» Consigne A
Relevez chacune des lignes des enregistrements où figure la chaîne « backdrop », et recopiez-les.

En revanche, quand Odoxa passe du principe à l’application, on constate un progrès de la position laïque, puisque 49 % des français s’avèrent favorables « à ce que l’on réduise fortement ou même que l’on supprime cette dotation de l’Etat à l’école privée ». L’opinion est parfaitement scindée en deux, ce qui laisse de l'espace pour un argumentaire centré sur les privilèges de l'enseignement privé et le coût pour le contribuable.

Il ressort des tris croisés de cette étude que les partisans de l’école publique sont plus nombreux dans les CSP+ (56 % contre 42 %) et en région parisienne (+ 6 points par rapport à la moyenne). Tous les sondages qui publient des tris croisés indiquent que les CSP + sont plus sceptiques sur les qualités de l'enseignement privé que les CSP-, sans doute du fait d'une meilleure connaissance du système, et aussi parce que ces milieux disposent d'autres moyens de sélectionner l'école de leurs enfants, même quand elle est publique (choix des langues, classes à thèmes, habitat : des recherches ont montré l'incidence de la carte scolaire sur le prix de l'immobilier...)...

» Consigne B
Dans l'extrait sur l'enseignement privé, reprenez le passage allant de « Il ressort des » jusqu'à « prix de l'immobilier...)... » en remplaçant « tris croisés » par « croisements de données ».

» Données fournies
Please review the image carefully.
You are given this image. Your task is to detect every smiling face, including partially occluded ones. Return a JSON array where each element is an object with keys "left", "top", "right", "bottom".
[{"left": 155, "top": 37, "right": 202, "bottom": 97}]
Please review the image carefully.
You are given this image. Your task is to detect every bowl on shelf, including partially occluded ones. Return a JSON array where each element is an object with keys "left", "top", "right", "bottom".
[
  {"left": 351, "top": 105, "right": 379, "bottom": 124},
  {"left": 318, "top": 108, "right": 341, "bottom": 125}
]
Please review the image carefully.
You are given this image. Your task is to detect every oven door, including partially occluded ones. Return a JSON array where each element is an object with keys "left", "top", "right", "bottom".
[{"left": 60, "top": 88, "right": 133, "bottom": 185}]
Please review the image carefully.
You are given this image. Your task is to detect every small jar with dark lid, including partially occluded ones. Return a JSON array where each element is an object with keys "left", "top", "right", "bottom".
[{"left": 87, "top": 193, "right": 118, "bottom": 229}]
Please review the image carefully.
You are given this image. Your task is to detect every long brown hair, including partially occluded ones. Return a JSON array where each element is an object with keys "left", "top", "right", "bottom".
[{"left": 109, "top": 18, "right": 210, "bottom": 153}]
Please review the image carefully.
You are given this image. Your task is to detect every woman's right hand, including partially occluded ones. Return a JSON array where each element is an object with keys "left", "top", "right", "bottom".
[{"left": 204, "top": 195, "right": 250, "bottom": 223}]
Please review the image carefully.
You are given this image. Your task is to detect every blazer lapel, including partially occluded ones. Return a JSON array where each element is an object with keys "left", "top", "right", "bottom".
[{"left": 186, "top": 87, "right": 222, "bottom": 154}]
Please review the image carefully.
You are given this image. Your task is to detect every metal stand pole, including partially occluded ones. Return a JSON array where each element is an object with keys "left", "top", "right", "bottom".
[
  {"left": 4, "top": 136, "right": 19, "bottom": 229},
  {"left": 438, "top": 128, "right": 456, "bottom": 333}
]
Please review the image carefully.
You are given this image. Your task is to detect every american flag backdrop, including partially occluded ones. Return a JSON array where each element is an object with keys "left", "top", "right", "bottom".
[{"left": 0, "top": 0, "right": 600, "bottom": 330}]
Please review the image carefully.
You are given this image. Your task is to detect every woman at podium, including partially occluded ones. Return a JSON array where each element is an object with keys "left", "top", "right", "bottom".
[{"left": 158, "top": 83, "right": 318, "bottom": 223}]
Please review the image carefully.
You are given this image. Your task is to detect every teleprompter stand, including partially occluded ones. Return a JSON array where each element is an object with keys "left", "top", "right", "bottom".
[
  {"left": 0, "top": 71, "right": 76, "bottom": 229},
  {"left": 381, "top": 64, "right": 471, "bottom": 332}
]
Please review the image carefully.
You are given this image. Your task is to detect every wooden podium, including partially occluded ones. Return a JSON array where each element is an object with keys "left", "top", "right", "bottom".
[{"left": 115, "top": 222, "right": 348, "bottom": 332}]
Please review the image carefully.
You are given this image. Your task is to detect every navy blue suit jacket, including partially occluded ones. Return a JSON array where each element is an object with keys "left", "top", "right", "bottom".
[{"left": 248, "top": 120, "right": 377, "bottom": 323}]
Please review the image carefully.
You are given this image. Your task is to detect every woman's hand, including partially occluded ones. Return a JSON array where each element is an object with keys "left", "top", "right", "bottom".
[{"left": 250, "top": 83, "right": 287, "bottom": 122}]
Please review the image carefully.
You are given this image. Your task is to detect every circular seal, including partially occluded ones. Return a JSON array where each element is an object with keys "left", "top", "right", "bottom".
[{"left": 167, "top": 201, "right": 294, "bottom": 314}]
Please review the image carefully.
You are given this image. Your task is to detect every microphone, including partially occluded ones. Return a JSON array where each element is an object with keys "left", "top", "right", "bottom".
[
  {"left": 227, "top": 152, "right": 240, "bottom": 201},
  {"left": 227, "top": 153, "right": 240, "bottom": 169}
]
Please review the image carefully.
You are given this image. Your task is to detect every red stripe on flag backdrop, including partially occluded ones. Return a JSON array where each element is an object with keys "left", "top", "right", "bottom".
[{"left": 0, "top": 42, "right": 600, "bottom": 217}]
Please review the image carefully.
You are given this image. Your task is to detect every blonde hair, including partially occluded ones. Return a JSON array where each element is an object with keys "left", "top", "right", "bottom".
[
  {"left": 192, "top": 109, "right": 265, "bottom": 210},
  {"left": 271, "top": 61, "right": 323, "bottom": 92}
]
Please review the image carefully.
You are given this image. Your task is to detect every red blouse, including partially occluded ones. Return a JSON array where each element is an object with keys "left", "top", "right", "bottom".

» Réponse à la consigne A
You are given this image. Your task is to detect every american flag backdrop, including partially occluded ones. Return a JSON array where each element is an object with keys "left", "top", "right", "bottom".
You are given this image. Your task is to detect every red stripe on flag backdrop, including partially occluded ones. Return a JSON array where each element is an object with keys "left", "top", "right", "bottom".

» Réponse à la consigne B
Il ressort des croisements de données de cette étude que les partisans de l’école publique sont plus nombreux dans les CSP+ (56 % contre 42 %) et en région parisienne (+ 6 points par rapport à la moyenne). Tous les sondages qui publient des croisements de données indiquent que les CSP + sont plus sceptiques sur les qualités de l'enseignement privé que les CSP-, sans doute du fait d'une meilleure connaissance du système, et aussi parce que ces milieux disposent d'autres moyens de sélectionner l'école de leurs enfants, même quand elle est publique (choix des langues, classes à thèmes, habitat : des recherches ont montré l'incidence de la carte scolaire sur le prix de l'immobilier...)...